§ **Aim of the exercise**
Where does the string "inside" occur in the records? Copy each line that holds it.

§ **Referring expression pointing data**
'''
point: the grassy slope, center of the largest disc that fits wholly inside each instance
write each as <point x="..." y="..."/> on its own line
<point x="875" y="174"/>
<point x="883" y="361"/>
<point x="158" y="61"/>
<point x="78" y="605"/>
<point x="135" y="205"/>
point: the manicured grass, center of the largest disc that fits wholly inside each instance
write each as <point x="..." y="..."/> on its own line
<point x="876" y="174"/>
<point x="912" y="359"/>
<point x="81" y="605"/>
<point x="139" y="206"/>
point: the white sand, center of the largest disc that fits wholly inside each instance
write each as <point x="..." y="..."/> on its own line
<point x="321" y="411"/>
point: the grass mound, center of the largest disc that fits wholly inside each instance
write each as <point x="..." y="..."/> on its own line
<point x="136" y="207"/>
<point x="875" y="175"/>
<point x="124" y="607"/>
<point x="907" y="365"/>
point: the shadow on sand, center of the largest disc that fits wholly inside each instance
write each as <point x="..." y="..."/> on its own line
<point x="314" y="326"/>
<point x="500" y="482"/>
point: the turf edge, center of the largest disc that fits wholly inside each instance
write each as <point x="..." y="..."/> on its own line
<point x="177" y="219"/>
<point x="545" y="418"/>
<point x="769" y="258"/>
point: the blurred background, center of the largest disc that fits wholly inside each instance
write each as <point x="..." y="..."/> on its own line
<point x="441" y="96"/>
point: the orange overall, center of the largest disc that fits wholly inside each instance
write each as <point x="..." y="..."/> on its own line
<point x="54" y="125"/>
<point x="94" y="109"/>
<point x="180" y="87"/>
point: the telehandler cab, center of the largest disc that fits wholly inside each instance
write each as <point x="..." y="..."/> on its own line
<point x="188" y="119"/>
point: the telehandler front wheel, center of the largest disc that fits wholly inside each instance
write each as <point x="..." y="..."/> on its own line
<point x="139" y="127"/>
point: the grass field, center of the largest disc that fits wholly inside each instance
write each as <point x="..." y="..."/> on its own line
'''
§ **Result of the task**
point: the grassy slope, center of the largest disc that fits wholly inside each instance
point: the manicured grass, center of the largest disc that fits wholly inside each instance
point: the white sand, center of the largest disc that fits wholly inside each instance
point: the grass mound, center of the largest disc that fits wholly inside each instance
point: the shadow on sand, center of the largest disc that fits wholly inside each instance
point: the turf edge, center of the largest disc that fits wholly inside each instance
point: the blurred background, center of the largest disc that fits wholly inside each instance
point: the orange overall, center of the largest disc that fits wholly inside each instance
point: the telehandler cab, center of the largest disc that fits wholly inside each instance
point: the telehandler front wheel, center of the largest disc that fits wholly inside each instance
point: the grass field, center of the largest disc that fits wholly inside each instance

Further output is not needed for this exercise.